■ WRITTEN PROBLEM
Rescale the listing from the line containing "TARGET: street lamp post" through the end of the listing, inclusive, and reproduce every line in that span, requests included. Multiply each coordinate in the answers by 2.25 and round it to the nearest whole number, with halves rounded up.
:: MATERIAL FOR THIS EXERCISE ::
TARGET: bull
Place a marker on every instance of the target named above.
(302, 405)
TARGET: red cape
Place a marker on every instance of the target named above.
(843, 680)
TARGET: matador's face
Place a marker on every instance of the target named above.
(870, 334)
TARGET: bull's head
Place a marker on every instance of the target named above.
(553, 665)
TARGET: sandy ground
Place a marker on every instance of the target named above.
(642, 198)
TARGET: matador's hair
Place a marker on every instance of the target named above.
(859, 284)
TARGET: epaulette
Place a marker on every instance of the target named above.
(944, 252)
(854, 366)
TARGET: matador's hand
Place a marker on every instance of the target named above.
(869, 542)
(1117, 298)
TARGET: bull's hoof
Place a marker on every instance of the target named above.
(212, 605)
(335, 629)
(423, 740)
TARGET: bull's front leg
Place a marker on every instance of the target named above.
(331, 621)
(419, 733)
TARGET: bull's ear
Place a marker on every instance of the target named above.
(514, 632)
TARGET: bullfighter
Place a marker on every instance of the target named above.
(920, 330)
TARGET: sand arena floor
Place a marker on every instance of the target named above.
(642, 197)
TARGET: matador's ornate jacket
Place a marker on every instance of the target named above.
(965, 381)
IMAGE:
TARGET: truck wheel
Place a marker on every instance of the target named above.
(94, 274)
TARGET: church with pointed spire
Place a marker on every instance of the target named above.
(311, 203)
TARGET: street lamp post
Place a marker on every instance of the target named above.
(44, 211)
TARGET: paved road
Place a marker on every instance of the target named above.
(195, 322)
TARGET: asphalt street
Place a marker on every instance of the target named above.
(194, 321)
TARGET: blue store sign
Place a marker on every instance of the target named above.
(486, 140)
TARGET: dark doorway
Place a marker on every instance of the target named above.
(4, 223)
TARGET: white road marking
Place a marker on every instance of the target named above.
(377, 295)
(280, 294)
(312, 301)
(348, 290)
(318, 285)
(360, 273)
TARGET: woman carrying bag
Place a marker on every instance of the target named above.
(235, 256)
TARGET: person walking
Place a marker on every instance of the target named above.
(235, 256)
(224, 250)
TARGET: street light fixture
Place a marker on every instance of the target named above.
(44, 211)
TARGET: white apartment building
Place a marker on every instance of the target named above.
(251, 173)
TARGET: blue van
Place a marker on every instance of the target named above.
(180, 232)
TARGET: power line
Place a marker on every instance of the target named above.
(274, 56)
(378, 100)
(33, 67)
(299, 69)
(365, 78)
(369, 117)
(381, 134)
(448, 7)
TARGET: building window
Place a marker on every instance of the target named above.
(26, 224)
:::
■ RESULT OF THIS EXERCISE
TARGET: street lamp post
Place a marker on every instance of the target named above.
(99, 475)
TARGET: paved road
Place a marker on every instance of the target named above.
(439, 725)
TARGET: asphalt street
Place a marker on every instance of the target named above.
(437, 722)
TARGET: blue store sign
Place a marker on every instance of the target named above.
(1094, 315)
TARGET: dark doorway
Place a marker on every instance of the target named above.
(9, 502)
TARGET: white road marking
Place a marker on every instance of the target named above.
(848, 664)
(630, 662)
(702, 677)
(783, 653)
(716, 641)
(810, 614)
TARGET: woman carrying bag
Place a marker on every instance of the target named above.
(529, 576)
TARGET: person walking
Place a marker on every instance of the target named above.
(529, 576)
(504, 563)
TARGET: street light fixture
Place a marker on every instance of the target named above.
(99, 475)
TARGET: white apartment building
Place a marker on every instance of the target named above.
(565, 389)
TARGET: blue van
Place a marker on every instance of the target named above.
(405, 522)
TARGET: power line
Place a marker on every instance of the target named above.
(617, 126)
(851, 225)
(74, 151)
(673, 155)
(821, 176)
(830, 263)
(857, 302)
(1008, 16)
TARGET: building window
Place a marker on every instance of the target named above.
(59, 504)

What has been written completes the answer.